→ **WHAT THE TASK REQUIRES**:
Please translate this sentence from the bike forum thread into Spanish: "The seatpost and headset also look to be 1991 Record."

→ **PASSAGE PROVIDED**:
┌────────
That would explain the variety of setups out there. I don't think I'll worry about the cranks unless I come across a C-Record set cheap. I'd like to have them since they're sexy but I don't know if it would be worth the $$ to me. 



Peanya said:


> Very nice bike you have there! You can either keep the saddle that's on there, or simply buy a new Concor, as they're selling them again (very smart move)
> Personally, I like silver wheels on older bikes, but it's a matter of personal preference. Gumwall tires are important tood.


I saw that they are selling Concor's again, I may look into a white one someday. I'm torn on the wheels/gumwalls. I know they both fit the time period but I like the dark look. We'll see



merckxman said:


> What strikes me is how uninspired the FELT looks compared to the LeMond which is a great looking bike.


I know what you mean. The Felt is a blast to ride, it's fast and climbs like a mofo but it just doesn't scream "I'm totally effin' rad dude!!!!"


----------



## russd32 (Aug 25, 2011)

onespeedbiker said:


> Trying to piece together Campy components can be an art form; in your case most of the parts are 8 speed 1991-1994 Record (post C-Record). For instance, your rear derailleur looks to be a Chorus, but it is actually a late model (1991) Record. Not to hard to ID is the front derailleur is also Record. You can’t see the shifters, but that era Record had a barrel adjuster built into the right side. The seatpost and headset also look to be 1991 Record. Indeed the crank is C-Record Chorus, however this Chorus was held over until 1991. It’s very possible the original crank was damaged or another size was needed in a hurry. It was after that era (1995+), that ID became easier as the gruppo name was written on many of the parts.
└────────
→ **MATERIAL**:
┌────────
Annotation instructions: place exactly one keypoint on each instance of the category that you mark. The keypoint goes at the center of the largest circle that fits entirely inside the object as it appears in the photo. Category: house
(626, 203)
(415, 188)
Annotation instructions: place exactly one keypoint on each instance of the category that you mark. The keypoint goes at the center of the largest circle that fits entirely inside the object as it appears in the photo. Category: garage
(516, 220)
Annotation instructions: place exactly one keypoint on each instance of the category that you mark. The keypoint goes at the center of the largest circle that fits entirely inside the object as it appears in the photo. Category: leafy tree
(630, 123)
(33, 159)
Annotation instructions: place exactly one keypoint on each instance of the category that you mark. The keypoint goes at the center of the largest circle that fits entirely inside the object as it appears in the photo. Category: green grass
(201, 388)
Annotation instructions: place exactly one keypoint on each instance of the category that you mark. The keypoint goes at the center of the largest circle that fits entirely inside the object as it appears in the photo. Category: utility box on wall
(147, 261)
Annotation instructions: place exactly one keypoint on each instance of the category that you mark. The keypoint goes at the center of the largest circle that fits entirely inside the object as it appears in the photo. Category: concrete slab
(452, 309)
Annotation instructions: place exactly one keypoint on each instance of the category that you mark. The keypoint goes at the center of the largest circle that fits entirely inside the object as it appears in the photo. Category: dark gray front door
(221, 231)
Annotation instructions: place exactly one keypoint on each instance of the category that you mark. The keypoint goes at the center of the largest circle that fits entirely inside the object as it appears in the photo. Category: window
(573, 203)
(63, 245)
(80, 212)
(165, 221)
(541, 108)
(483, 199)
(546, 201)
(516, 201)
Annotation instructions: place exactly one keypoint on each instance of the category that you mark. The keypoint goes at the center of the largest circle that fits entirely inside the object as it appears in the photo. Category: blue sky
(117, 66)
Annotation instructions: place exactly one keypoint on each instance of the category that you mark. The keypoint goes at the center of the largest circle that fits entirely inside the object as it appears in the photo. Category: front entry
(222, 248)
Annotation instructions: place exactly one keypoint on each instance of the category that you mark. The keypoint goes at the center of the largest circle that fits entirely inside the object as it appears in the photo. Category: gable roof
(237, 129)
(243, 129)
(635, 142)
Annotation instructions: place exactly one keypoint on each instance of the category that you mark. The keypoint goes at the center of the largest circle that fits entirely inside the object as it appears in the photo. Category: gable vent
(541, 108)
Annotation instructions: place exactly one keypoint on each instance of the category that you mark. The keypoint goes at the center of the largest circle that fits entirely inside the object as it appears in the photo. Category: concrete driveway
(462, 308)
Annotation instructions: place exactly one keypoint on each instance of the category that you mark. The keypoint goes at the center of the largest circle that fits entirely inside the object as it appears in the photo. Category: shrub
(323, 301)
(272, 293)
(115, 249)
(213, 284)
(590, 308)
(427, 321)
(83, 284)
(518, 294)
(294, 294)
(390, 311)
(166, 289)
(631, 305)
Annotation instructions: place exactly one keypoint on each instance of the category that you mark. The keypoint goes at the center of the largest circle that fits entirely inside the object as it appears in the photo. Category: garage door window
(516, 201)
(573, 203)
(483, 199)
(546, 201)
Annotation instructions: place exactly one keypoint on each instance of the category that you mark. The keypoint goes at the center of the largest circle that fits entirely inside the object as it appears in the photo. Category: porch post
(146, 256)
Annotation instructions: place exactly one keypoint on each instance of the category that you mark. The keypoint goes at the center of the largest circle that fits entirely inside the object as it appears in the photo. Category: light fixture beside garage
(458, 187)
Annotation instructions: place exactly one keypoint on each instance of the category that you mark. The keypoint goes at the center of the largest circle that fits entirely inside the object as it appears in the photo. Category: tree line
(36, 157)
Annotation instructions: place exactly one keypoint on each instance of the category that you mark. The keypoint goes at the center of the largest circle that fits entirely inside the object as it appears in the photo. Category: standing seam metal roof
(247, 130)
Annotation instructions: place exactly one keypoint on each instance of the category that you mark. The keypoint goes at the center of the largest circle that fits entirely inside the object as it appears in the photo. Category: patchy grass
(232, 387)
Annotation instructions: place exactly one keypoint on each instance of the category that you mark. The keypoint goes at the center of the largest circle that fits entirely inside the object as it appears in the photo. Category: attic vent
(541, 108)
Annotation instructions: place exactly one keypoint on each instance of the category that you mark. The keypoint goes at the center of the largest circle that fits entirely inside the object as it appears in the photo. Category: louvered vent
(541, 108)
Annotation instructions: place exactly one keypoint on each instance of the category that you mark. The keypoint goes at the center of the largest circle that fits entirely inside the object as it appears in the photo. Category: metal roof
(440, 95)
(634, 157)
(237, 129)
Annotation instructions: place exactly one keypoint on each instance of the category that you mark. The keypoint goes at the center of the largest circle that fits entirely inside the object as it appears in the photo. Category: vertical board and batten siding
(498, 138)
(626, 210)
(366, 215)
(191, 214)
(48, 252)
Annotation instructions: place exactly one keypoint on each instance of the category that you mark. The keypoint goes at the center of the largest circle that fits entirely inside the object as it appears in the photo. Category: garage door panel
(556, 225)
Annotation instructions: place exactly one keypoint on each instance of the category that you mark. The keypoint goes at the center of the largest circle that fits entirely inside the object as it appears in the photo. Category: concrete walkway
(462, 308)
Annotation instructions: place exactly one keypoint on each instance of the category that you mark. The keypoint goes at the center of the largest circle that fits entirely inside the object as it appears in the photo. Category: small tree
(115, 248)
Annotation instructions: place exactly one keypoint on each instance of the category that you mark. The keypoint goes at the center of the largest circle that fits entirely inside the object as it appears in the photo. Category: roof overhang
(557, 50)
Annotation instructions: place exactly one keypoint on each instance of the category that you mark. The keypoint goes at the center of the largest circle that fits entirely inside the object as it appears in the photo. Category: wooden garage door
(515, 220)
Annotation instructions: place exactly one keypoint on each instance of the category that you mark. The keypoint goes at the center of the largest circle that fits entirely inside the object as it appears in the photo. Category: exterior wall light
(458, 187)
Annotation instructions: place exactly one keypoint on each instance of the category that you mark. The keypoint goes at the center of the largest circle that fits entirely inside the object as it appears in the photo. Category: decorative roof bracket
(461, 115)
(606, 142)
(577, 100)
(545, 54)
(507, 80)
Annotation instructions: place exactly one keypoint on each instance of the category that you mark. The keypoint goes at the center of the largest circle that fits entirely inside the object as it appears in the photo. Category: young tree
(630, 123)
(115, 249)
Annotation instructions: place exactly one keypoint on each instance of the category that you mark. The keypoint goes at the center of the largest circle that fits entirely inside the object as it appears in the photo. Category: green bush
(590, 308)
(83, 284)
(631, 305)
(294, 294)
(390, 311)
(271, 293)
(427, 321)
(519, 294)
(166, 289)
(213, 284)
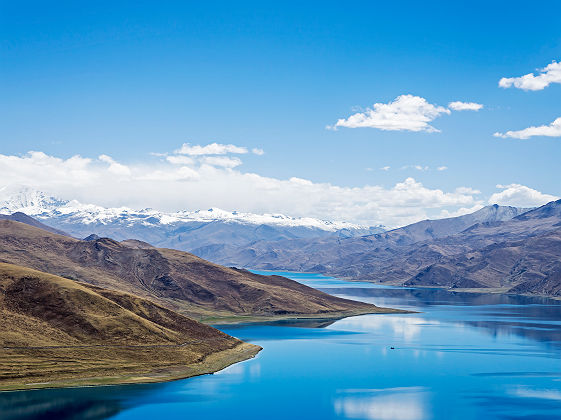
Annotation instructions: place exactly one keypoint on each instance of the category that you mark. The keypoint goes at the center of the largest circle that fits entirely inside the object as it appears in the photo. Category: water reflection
(383, 404)
(463, 356)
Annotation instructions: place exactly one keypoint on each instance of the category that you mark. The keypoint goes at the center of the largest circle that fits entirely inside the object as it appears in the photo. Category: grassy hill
(177, 280)
(58, 332)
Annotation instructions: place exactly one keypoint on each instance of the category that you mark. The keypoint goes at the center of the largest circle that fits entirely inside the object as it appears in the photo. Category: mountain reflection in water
(462, 356)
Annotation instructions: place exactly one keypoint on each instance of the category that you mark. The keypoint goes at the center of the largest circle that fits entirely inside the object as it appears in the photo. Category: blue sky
(130, 79)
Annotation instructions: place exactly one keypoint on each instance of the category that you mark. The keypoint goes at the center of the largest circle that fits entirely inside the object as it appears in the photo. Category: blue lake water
(464, 356)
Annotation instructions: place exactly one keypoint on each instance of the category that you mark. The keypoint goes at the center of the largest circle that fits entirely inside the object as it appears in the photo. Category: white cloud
(211, 149)
(223, 161)
(180, 160)
(115, 167)
(520, 196)
(464, 106)
(168, 186)
(406, 112)
(551, 130)
(547, 75)
(417, 167)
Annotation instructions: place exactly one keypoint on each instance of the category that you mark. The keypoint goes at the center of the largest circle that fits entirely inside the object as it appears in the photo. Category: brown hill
(175, 279)
(56, 331)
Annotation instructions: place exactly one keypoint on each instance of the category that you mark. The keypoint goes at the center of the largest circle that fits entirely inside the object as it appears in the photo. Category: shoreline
(250, 319)
(212, 363)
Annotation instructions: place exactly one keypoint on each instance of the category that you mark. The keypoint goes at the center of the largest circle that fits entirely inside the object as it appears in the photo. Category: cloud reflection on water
(408, 403)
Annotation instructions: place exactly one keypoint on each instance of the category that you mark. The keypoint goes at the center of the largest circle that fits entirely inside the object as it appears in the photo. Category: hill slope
(175, 279)
(56, 331)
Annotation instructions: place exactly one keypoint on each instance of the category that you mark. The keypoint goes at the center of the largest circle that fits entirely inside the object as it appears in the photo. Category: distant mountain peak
(44, 206)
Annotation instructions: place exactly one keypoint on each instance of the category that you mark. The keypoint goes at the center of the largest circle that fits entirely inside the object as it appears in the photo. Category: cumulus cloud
(174, 185)
(406, 112)
(210, 149)
(180, 160)
(223, 161)
(551, 130)
(464, 106)
(546, 76)
(417, 167)
(520, 196)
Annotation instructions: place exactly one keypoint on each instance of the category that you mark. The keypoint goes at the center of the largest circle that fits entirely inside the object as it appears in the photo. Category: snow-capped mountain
(194, 231)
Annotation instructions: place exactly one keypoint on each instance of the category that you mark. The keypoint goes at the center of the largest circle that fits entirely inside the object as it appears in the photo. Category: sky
(367, 112)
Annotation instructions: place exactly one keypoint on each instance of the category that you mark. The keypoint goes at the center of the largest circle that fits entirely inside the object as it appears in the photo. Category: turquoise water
(464, 356)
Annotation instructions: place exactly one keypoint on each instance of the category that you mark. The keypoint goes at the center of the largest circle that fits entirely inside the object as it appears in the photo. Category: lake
(463, 356)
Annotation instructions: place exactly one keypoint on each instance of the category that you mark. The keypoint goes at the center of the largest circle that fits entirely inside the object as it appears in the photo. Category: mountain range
(174, 279)
(497, 247)
(59, 332)
(202, 232)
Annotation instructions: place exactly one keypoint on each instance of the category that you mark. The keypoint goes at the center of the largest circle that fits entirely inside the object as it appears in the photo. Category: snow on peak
(28, 201)
(44, 206)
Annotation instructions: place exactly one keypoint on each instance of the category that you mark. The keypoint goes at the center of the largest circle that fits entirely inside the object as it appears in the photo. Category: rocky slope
(204, 232)
(57, 332)
(175, 279)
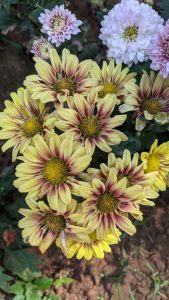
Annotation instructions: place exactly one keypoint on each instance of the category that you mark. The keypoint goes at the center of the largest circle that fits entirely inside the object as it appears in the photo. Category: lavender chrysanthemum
(159, 51)
(41, 48)
(127, 31)
(59, 24)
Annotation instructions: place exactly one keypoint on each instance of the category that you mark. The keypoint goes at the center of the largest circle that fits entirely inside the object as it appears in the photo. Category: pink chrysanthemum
(159, 52)
(41, 48)
(59, 24)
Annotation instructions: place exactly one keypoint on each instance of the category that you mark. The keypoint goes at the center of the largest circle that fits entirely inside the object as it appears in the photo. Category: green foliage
(4, 278)
(158, 281)
(23, 14)
(18, 260)
(6, 181)
(133, 144)
(35, 287)
(64, 280)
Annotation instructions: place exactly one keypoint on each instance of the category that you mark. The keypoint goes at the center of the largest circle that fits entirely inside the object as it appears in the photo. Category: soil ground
(137, 266)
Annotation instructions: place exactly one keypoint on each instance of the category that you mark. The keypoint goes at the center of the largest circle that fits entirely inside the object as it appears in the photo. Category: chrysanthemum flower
(91, 124)
(147, 99)
(159, 50)
(43, 225)
(49, 169)
(59, 24)
(157, 160)
(109, 202)
(127, 167)
(95, 247)
(22, 120)
(61, 79)
(41, 48)
(127, 31)
(111, 79)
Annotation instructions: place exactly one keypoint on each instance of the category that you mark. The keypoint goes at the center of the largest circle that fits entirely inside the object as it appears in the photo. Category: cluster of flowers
(132, 31)
(55, 126)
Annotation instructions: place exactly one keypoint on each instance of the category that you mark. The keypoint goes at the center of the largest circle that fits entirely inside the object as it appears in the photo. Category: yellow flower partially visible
(147, 99)
(95, 247)
(22, 120)
(50, 168)
(157, 160)
(111, 79)
(43, 225)
(58, 80)
(91, 124)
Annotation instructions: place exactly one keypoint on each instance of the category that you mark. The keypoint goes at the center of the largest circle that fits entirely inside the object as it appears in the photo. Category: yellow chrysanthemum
(147, 99)
(91, 124)
(95, 247)
(157, 160)
(43, 225)
(59, 80)
(50, 168)
(127, 167)
(22, 120)
(112, 79)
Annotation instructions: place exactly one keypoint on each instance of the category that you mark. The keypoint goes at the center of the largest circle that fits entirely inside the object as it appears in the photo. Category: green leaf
(44, 283)
(133, 144)
(61, 281)
(13, 208)
(52, 297)
(19, 297)
(28, 275)
(17, 288)
(7, 176)
(4, 278)
(18, 260)
(32, 293)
└────────
→ **ANSWER FOR THIS EXERCISE**:
La tija y el juego de dirección también parecen ser Record de 1991.